Tasks:
**1)** In the passage on grids and clusters, what capability is given as an example of how a Grid extends a Cluster?
**2)** Carry on the passage comparing grids and clusters from its final line, keeping its lettered-list format.

Excerpted passage:
▶

1) There are many differences and there are none, it really depends on the technical context but
generally you can connect several nodes and call it a Grid or you can call it Cluster. I would say Grid is a Cluster with extended capabilities, such as ability to connect heterogeneous nodes. Both Grid and Cluster will serve as scale-out platform equally good. From Network Engineer and Programmer perspective the difference in implementation or coding will be pretty big if Gird connects heterogeneous nodes.
2) Now the first question was actually a prelude for second one and I believe it is best answered by
Matt Joyce in this post:
https://stackoverflow.com/a/15286488/2230126

I'll take a crack at it. I have been collecting and saving my notes, scripts, and programs since the year 2002 A.D. This is a chop and paste of my statements over the years. Here is a brain friendly memorization list:
The grid is the hardware and hardware specifications.
a. You plug into the router or switch and setup IP addresses and top-level domains over the internet (which is also known as ICANN).
b. This is like OSI level 1, 2, and 3.
The cluster is the kernel (software ring 0 or 1 if its a virtual type thing going on).
a. The kernel is configured (compiled) to run a network stack that can handle sessions, permission, and account authentication.
b. You set up port to port communications usually over TCP/IP (like in the OSI model).

◀

Listing:
▶

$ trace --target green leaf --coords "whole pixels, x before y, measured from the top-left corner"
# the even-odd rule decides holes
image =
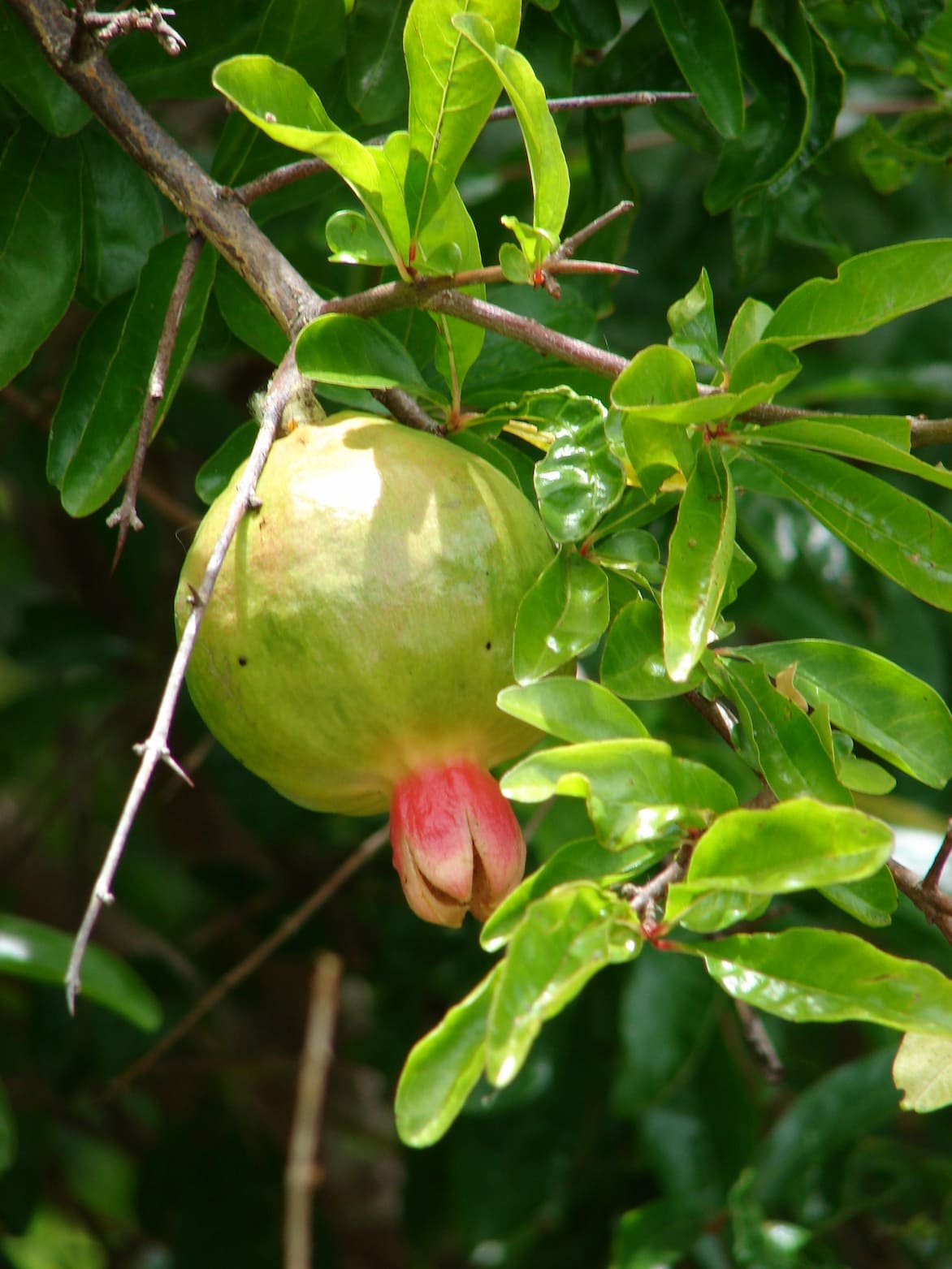
[[[138,279],[162,237],[155,185],[112,137],[86,128],[83,151],[83,287],[99,303]],[[228,270],[230,272],[230,270]]]
[[[391,249],[393,263],[402,264],[409,242],[401,232],[396,209],[399,190],[385,193],[386,155],[362,145],[343,132],[324,109],[307,80],[291,66],[261,53],[232,57],[215,67],[212,82],[239,110],[273,141],[322,159],[367,208]],[[402,198],[400,198],[402,212]]]
[[[508,895],[480,931],[480,943],[487,952],[504,947],[515,933],[527,909],[534,900],[556,886],[572,881],[600,881],[616,884],[635,877],[666,851],[668,844],[637,843],[625,850],[605,850],[594,838],[570,841],[531,873]]]
[[[952,981],[853,934],[735,934],[689,950],[727,995],[788,1022],[854,1019],[952,1039]]]
[[[590,679],[543,679],[503,688],[496,704],[513,718],[572,744],[647,736],[638,716]]]
[[[748,454],[873,569],[927,604],[952,610],[952,524],[938,511],[838,458],[765,445]]]
[[[711,812],[737,803],[725,779],[699,763],[674,758],[660,740],[546,749],[517,763],[500,786],[517,802],[584,797],[598,840],[609,849],[703,827]]]
[[[71,935],[23,916],[0,914],[0,973],[62,989],[71,950]],[[135,970],[100,947],[86,950],[83,996],[142,1030],[155,1030],[161,1022],[159,1001]]]
[[[533,904],[509,944],[489,1011],[490,1084],[512,1084],[542,1024],[599,970],[633,959],[641,943],[627,902],[592,882],[560,886]]]
[[[718,445],[704,445],[668,544],[661,586],[664,664],[687,683],[707,647],[734,556],[734,482]]]
[[[404,56],[410,79],[410,161],[406,209],[411,241],[456,181],[499,96],[491,62],[461,34],[457,14],[472,15],[487,39],[514,44],[519,33],[518,0],[414,0],[404,28]]]
[[[740,439],[746,437],[741,434]],[[882,437],[825,419],[793,419],[790,423],[778,423],[776,426],[763,428],[751,434],[751,440],[758,445],[819,449],[828,454],[839,454],[842,458],[854,458],[864,463],[876,463],[878,467],[890,467],[892,471],[908,472],[943,489],[952,489],[952,471],[947,467],[924,463],[922,458],[905,453]]]
[[[251,453],[256,435],[256,423],[242,423],[198,468],[195,494],[207,506],[228,487],[231,477]]]
[[[788,895],[869,877],[891,851],[892,830],[881,820],[798,797],[768,811],[718,816],[671,891]]]
[[[81,244],[77,150],[23,123],[0,157],[0,387],[66,312]]]
[[[626,604],[612,622],[602,654],[600,679],[628,700],[663,700],[683,695],[703,678],[697,666],[684,683],[674,683],[664,664],[661,613],[650,599]]]
[[[406,388],[433,397],[404,345],[378,321],[350,313],[327,313],[308,322],[297,341],[297,365],[317,383]]]
[[[836,886],[821,886],[820,893],[854,921],[863,925],[883,926],[892,920],[899,906],[896,883],[889,868],[880,868],[862,881],[843,882]]]
[[[722,137],[744,128],[744,85],[734,28],[721,0],[651,0],[664,38],[704,114]]]
[[[494,39],[493,28],[485,18],[471,13],[457,14],[453,25],[472,42],[499,75],[526,142],[534,194],[533,227],[557,240],[569,207],[569,166],[546,102],[546,90],[522,53],[506,47],[515,41]],[[498,28],[495,34],[500,36]],[[541,260],[537,259],[536,263],[541,264]]]
[[[482,1075],[486,1019],[500,971],[494,966],[410,1051],[396,1091],[396,1128],[404,1145],[439,1141]]]
[[[669,348],[689,357],[692,362],[713,367],[721,364],[713,292],[707,269],[701,270],[701,277],[687,296],[677,299],[668,310],[668,325],[671,327]]]
[[[803,793],[840,806],[853,799],[806,713],[782,695],[763,665],[722,659],[722,687],[737,707],[759,770],[778,798]]]
[[[571,661],[608,626],[608,579],[576,551],[562,547],[533,582],[515,618],[513,667],[531,683]]]
[[[892,1079],[904,1094],[902,1109],[941,1110],[952,1103],[952,1041],[941,1036],[902,1037]]]
[[[6,5],[0,9],[0,85],[53,136],[72,136],[90,119],[86,103],[60,79]]]
[[[864,648],[831,640],[787,640],[732,648],[793,684],[811,706],[880,758],[932,788],[952,779],[952,713],[922,679]]]
[[[60,489],[62,505],[70,515],[98,510],[128,470],[185,242],[184,233],[160,242],[142,269],[135,292],[102,308],[76,349],[53,415],[47,454],[47,478]],[[165,379],[165,396],[156,412],[156,430],[192,359],[215,279],[216,259],[207,246],[199,256]]]
[[[864,335],[949,296],[952,239],[900,242],[844,260],[833,279],[797,287],[767,324],[764,339],[800,348]]]
[[[605,407],[592,397],[566,397],[550,426],[552,443],[536,463],[539,515],[556,542],[581,542],[625,492],[625,471],[608,448]]]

◀

The results:
**1)** The ability to connect heterogeneous nodes.

**2)**
c. You setup iptables, pf, arp, and other OS level applications or shared objects.
d. You can setup ssh, kerberos, ldap, or some other PKI-database and protocol-socket combo.
e. This is like OSI level 4, 5, and 6.
The cloud is user-space applications.
a. The application processes talk to other application-processes within the cluster.
b. You setup process level permissions (via files, cgroups, and/or user-groups).
c. You setup mysql, redis, riak, Message Brokers, hadoop, apache, nginx, cron, java, haskell, erlang, and etcetera.
d. This is like OSI level 7.
The cloud floats over the cluster that grows from the grid. And actually visually think, cloud in the air, cluster in tree, and grid on the ground. Most of us creative types (which make all these technologies) are visual thinkers that can back it up with mathematical data and code. So always see if you can answer the riddle and correlate technological facsimiles to our physical realm here on Earth.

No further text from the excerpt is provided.